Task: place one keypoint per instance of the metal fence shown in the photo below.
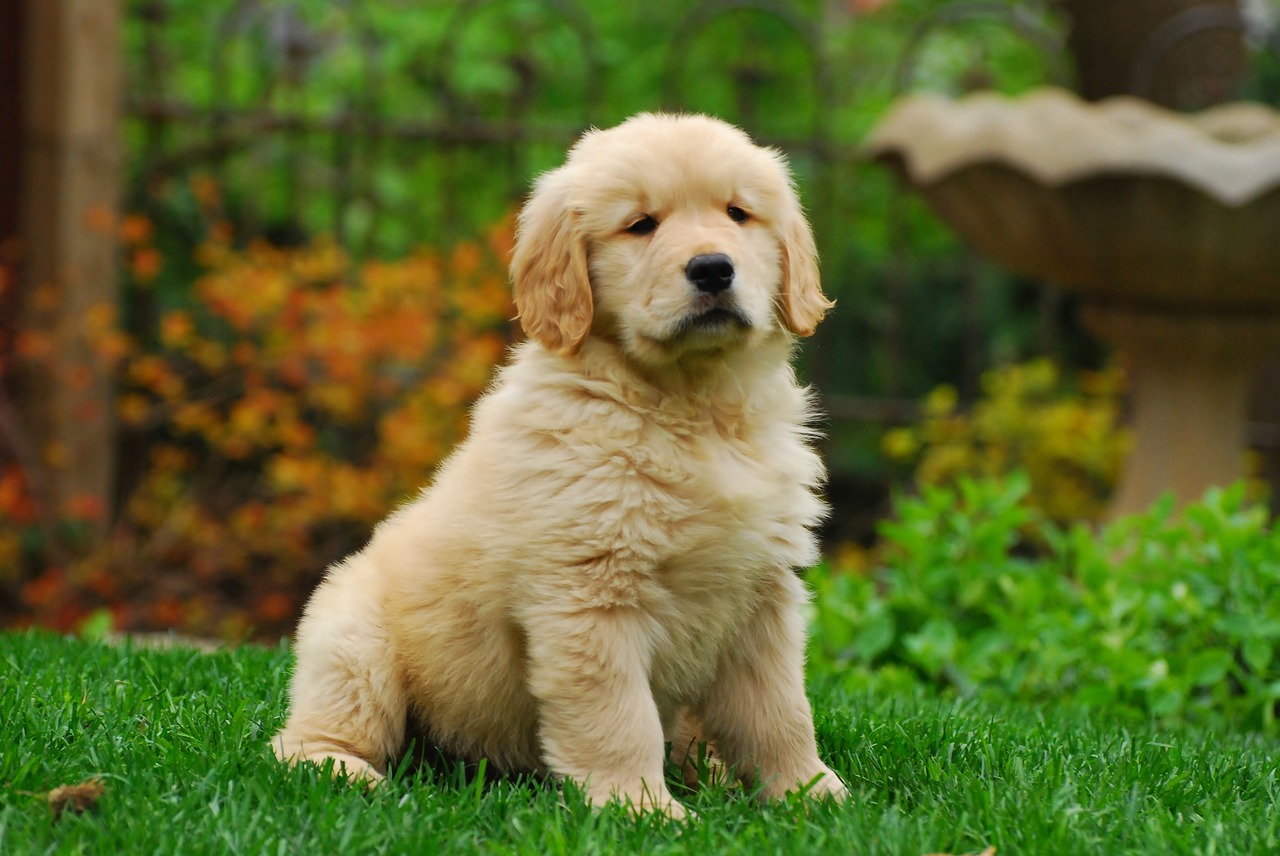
(389, 123)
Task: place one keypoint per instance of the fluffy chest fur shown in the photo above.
(602, 491)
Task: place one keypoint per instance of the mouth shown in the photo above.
(717, 319)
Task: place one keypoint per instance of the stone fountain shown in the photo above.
(1166, 224)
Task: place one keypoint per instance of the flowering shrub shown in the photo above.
(291, 401)
(1070, 444)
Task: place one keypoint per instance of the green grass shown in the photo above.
(179, 737)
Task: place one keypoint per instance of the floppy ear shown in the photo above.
(801, 300)
(548, 270)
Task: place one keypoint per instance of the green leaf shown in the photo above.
(1257, 655)
(1208, 667)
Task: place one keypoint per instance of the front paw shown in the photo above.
(817, 782)
(824, 783)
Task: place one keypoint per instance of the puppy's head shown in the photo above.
(671, 234)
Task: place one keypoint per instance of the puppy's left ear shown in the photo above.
(801, 300)
(548, 269)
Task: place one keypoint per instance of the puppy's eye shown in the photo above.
(643, 227)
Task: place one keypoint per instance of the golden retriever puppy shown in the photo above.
(607, 562)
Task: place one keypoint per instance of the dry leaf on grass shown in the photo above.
(76, 797)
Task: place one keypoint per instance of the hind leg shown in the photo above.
(346, 700)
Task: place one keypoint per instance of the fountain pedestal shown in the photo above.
(1191, 379)
(1168, 227)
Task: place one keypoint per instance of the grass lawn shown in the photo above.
(178, 740)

ABOUT THIS TASK — Please reproduce the records above exactly and leave any picture behind.

ANSWER TO THIS PROBLEM —
Task: place one keypoint per instance of the metal fence shown in the photo below.
(389, 123)
Task: place one keypoint per instance of the fluffy chest fur shown in the photo above.
(602, 491)
Task: place one keypoint per instance of the mouth shown in the photo above.
(717, 319)
Task: place one keypoint per instance of the stone fountain shown in the photo above.
(1166, 224)
Task: place one keypoint per instance of the flowering shrub shown in the photo above.
(291, 401)
(1070, 444)
Task: place one keypoint per instance of the green grass shown in the photo above.
(179, 737)
Task: place one keypoint per instance of the floppy ear shown in the photo above.
(801, 300)
(548, 270)
Task: place one keypoint per instance of the green leaf shown in the photo above.
(1257, 655)
(1208, 667)
Task: place one keypoint per instance of the front paw shown in the photo above.
(817, 782)
(824, 783)
Task: place one keypoint per instance of the puppy's head shown in the photo above.
(671, 234)
Task: place one keypoint per instance of the puppy's left ear shown in the photo above.
(801, 300)
(548, 269)
Task: place one keypoint per instance of the puppy's eye shown in the photo above.
(643, 227)
Task: place one keypoint per instance of the golden retriever puppy shown in the photo above.
(607, 562)
Task: place one keypoint per instance of the dry leaf on grass shown in the photo above.
(76, 797)
Task: place one keypoint per instance of the hind leg shown in the photo above.
(346, 700)
Task: place one keypoint per instance of the fountain pedestal shown in the photo above.
(1191, 379)
(1168, 227)
Task: place one keypoint per instance of the grass lawn shown in the photo above.
(178, 740)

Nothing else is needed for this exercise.